**Problem details:** Your task is to transcribe all the entries exactly, excluding pictures.

- - - -

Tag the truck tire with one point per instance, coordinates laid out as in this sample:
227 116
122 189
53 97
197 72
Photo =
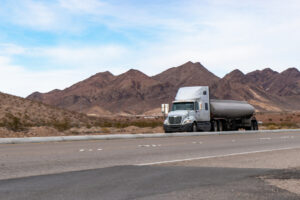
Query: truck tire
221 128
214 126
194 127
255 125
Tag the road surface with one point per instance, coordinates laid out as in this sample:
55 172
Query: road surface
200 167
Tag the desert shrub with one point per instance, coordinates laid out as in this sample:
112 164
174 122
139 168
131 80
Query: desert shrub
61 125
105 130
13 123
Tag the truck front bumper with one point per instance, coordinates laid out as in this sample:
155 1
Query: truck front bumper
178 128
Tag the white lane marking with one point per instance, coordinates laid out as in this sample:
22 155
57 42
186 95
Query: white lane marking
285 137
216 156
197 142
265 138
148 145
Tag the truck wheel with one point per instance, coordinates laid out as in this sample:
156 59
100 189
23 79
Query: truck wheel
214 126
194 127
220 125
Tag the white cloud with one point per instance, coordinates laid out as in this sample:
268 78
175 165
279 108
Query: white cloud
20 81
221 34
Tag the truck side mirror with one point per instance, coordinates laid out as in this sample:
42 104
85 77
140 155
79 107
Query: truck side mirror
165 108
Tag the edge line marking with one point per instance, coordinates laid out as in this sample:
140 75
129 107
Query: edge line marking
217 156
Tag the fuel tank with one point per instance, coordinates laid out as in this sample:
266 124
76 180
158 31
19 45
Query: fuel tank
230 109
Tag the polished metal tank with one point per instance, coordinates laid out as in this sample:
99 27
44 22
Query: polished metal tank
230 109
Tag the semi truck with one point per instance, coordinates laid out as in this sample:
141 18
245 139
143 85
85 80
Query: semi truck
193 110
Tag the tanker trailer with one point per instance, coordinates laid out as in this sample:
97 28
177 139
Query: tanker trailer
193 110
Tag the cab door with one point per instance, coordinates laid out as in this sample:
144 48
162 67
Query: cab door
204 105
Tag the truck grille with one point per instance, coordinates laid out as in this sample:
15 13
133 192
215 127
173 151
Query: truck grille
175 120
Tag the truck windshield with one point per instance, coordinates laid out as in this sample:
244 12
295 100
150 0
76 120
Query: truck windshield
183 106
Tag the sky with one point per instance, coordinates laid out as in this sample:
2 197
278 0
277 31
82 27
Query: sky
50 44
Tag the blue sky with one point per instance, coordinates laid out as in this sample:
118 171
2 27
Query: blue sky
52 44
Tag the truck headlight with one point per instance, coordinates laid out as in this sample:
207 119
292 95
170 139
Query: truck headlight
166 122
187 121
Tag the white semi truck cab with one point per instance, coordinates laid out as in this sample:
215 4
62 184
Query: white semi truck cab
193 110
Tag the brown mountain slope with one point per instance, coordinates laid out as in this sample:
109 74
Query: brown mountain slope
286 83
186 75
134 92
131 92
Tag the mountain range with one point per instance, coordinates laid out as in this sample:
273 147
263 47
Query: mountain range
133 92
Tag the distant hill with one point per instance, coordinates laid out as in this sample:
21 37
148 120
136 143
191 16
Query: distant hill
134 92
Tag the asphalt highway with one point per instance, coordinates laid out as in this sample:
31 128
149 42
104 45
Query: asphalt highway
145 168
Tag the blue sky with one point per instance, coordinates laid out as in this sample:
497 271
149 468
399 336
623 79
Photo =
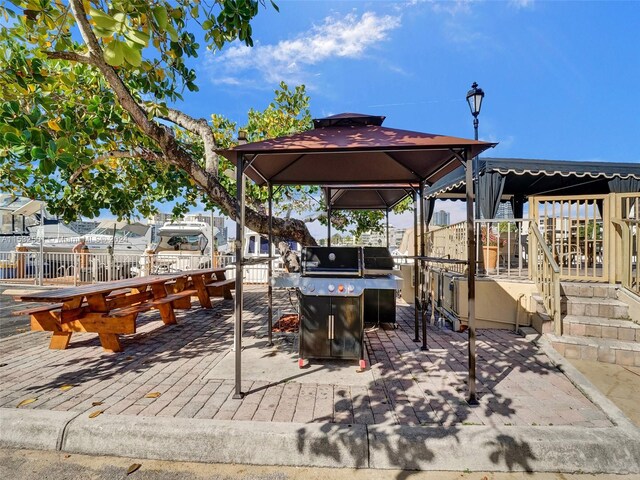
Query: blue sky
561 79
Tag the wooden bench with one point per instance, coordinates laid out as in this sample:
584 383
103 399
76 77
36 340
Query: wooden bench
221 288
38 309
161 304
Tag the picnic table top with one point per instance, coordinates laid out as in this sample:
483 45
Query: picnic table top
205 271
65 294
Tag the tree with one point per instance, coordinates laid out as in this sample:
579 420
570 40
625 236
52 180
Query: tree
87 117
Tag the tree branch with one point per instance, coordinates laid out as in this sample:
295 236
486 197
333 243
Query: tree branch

- - - -

**Exercise solution:**
Tag the truck tire with one point per instance, coordinates laid out as in this sample:
227 116
122 189
53 97
197 72
Photo =
Query: truck tire
221 128
214 126
194 127
255 125
Tag the road surface with one point per instance, coordinates laid out as in this sample:
55 172
Query: road surface
200 167
Tag the desert shrub with one point per instance, coordinates laid out as in this sample:
112 164
174 122
139 168
131 80
Query: desert shrub
61 125
105 130
13 123
Tag the truck front bumper with one point per instance, coordinates laid out as in this sample:
155 1
Query: truck front bumper
178 128
Tag the white lane marking with one point per instance, coordinates laid out as in this sample:
22 155
57 42
186 95
Query: white lane marking
285 137
216 156
197 142
265 138
148 145
Tag the truck wheel with one point per instance, coordinates laid out as in this sample:
156 59
100 189
23 79
Query: truck wheel
214 126
194 127
220 125
Tag the white cloud with one point per instance, coordinates laid out as in this sample:
268 78
175 165
279 108
Query: white cloud
20 81
221 34
Tag the truck side mirror with one point per instance, coordinates laid out as in this sample:
42 104
85 77
140 155
79 107
Query: truck side mirror
165 108
Tag the edge line marking with one point per instance, coordinates laid out as in this sample:
140 75
129 107
Query: edge line marking
217 156
Tag the fuel tank with one point per instance, coordinates laid out as in this sample:
266 124
76 180
158 31
19 45
Query: fuel tank
230 109
Tag the polished metal tank with one point per instance, coordinates laid out as in this sample:
99 27
44 22
Query: polished metal tank
230 109
Tag the semi truck with one point per instance, coordinates laid out as in this sample:
141 18
245 139
143 85
85 80
Query: semi truck
193 110
Tag the tanker trailer with one point per instance, coordinates laid out as in this sample:
97 28
177 139
Query: tanker trailer
193 110
Tag the cab door with one point per instance, coordinates laid out as in this sample:
144 48
162 67
Query: cab door
204 105
Tag the truck grille with one point per instance, coordinates laid out as in this sample:
15 13
133 192
215 127
173 151
Query: truck grille
175 120
Tag the truck windshield with one point per instance, coordinates laid out as in this sample:
244 12
295 100
150 0
76 120
Query: truck windshield
183 106
Tag the sky with one point per instance, coordinates laid out as in this sample:
2 197
278 0
277 31
82 27
Query: sky
50 44
Tag the blue sky with one point per instance, coordinates laid out as in this sample:
118 171
2 27
Query: blue sky
52 44
Tag the truck headlight with one point per instance, coordinates laid out as in this sample:
207 119
292 95
170 139
Query: truck headlight
166 122
187 121
Tag the white semi truck cab with one point per instance, coordinates laid out as in this sample:
215 4
62 184
Query: white semi truck cab
193 110
Tag the brown mountain slope with one point per instance, coordinates laid out as in this sample:
109 74
Query: brown mountain slope
286 83
186 75
134 92
131 92
Tag the mountain range with one point per instance, coordinates laid out as in this sample:
273 147
263 47
Query: mountain range
133 92
Tag the distant hill with one point per instance, coordinates laid out as in this sample:
21 37
148 120
136 143
191 16
Query: distant hill
134 92
Tag the asphalt highway with one point per instance, coordinates laid out as in this sample:
31 128
149 42
104 45
Query: asphalt highway
145 168
Tag the blue sky with one point per instance, coordinates laid out as in this sample:
497 271
149 468
399 336
623 79
Photo =
Query: blue sky
561 79
Tag the wooden bench with one point per instance, coordinates laid out as in this sample:
584 383
103 399
76 77
36 340
Query: wooden bench
221 288
38 309
161 304
Tag the picnic table top with one point per instance, coordinates laid out as in this sample:
483 45
Query: picnic table top
205 271
65 294
Tag the tree with one point per instance, coordinates laid out as in this sample:
579 420
570 40
625 236
52 180
Query: tree
87 117
Tag the tree branch with one point per instance, coordinates laid out as in this sample:
295 236
486 197
333 243
Query: tree branch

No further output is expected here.